# Daftar tugas:
1 > Menurut teks tentang Persis, pada tahun berapa organisasi ini berdiri?
2 > Tuliskan kembali bagian teks tentang Persis mulai dari "Untuk memperkuat visi" hingga dan termasuk "di seluruh Indonesia.".

# Kutipan teks:
Organisasi ini dikenal luas sebauah gerakan pembaruan Islam (harakah tajdid ). Misi utamanya adalah mengembalikan umat Islam kepada Al-Quran dan Hadis Nabi Muhammad SAW. Persis lahir untuk menghadirkan Islam yang sesuai dengan kedua sumber hukum Islam tersebut.
Aktivitas utama Persis adalah dalam bidang dakwah, pendidikan, dan sosial kemasyarakatan. Melalui peran ini, Persis ingin berperan aktif dalam memberikan kontribusi untuk meluruskan pemahaman umat Islam yang keliru terhadap agamanya. Ada dua agenda besar yang ingin dicapai Persis, yakni memurnikan akidah umat ( Ishlah al-’Aqidah ), dan meluruskan ibadah umat ( Ishlah al-’Ibadah ).
Sejak berdirinya pada 1923, Persis tetap konsisten berjuang menegakkan misi utama organisasi ini. Bahkan, Ahmad Hassan, sang guru utama Persis, harus berhadapan dengan sejumlah tokoh yang mendebatnya, karena dianggap pandangannya yang radikal. Namun, semua itu dibuktikan A Hassan dengan dasar-dasar yang konkret dalam Alquran. A Hassan menginginkan umat ini kembali mengkaji Al-Quran dan Sunnah, sebagai rujukan utama. Bila tidak ditemukan dasarnya dalam kedua sumber hukum Islam tersebut, maka perbuatan itu harus ditinggalkan.
Dari sini, lahirlah sejumlah tokoh Islam. seperti Mohammad Natsir (mantan perdana menteri RI), KH Mohammad Isa Anshary ( singa mimbar ), KH Endang Abdurrahman ( ulama yang rendah hati ), KH Abdul Lutfi Muchtar ( ulama yang memberi warna baru di tubuh Persis ), Shiddiq Amien ( ulama dan dai yang rendah hati ), serta masih banyak lagi. Semuanya memiliki visi yang sama, yakni memurnikan ajaran Islam yang berkembang di masyarakat, seperti bid’ah, khurafat, dan takhayul.
Untuk memperkuat visi dan misinya, maka dibentuklah sejumlah badan otonom. Seperti Persatuan Islam Istri ( Persistri ), Pemuda Persatuan Islam, Himpunan Mahasiswa Persatuan Islam, Himpunan Mahasiswi Persatuan Islam, dan Ikatan Santri dan Pelajar Persatuan Islam, yang kini tengah digodok. Upaya ini dilakukan untuk membekali dan membentengi akidah umat Islam sejak dini.
Persatuan Islam sebagai organisasi yang bergerak dalam bidang pendidikan dan dakwah, saat ini telah memiliki sekitar 215 pondok pesantren, 400 masjid, serta sejumlah lembaga pendidikan mulai dari tingkat dasar hingga perguruan tinggi. Itu semua tersebar di seluruh Indonesia.

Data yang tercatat

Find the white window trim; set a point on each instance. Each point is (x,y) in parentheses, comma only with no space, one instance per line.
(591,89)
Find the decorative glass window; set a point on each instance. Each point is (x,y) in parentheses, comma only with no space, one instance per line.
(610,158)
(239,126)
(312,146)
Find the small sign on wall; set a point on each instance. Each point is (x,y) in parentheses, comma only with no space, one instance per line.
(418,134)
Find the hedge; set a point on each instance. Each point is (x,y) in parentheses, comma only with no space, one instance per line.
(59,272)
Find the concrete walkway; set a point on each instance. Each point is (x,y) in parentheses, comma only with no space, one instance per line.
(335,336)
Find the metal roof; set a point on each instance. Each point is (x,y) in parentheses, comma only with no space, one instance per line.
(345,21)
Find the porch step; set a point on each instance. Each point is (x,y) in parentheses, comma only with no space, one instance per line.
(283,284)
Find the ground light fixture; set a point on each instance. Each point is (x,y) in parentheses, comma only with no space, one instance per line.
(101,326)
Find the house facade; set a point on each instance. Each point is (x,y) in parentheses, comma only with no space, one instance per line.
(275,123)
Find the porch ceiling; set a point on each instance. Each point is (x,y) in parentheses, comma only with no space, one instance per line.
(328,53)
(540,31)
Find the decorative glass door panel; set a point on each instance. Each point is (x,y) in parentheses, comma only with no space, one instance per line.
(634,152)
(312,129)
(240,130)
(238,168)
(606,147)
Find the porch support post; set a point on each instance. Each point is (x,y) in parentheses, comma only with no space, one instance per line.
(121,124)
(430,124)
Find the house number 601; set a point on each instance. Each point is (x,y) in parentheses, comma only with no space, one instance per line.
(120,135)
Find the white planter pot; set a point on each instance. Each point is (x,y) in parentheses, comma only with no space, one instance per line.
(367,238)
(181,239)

# Jawaban yang diberikan:
1 > Persis berdiri pada tahun 1923.

2 >
Untuk memperkuat visi dan misinya, maka dibentuklah sejumlah badan otonom. Seperti Persatuan Islam Istri ( Persistri ), Pemuda Persatuan Islam, Himpunan Mahasiswa Persatuan Islam, Himpunan Mahasiswi Persatuan Islam, dan Ikatan Santri dan Pelajar Persatuan Islam, yang kini tengah digodok. Upaya ini dilakukan untuk membekali dan membentengi akidah umat Islam sejak dini.
Persatuan Islam sebagai organisasi yang bergerak dalam bidang pendidikan dan dakwah, saat ini telah memiliki sekitar 215 pondok pesantren, 400 masjid, serta sejumlah lembaga pendidikan mulai dari tingkat dasar hingga perguruan tinggi. Itu semua tersebar di seluruh Indonesia.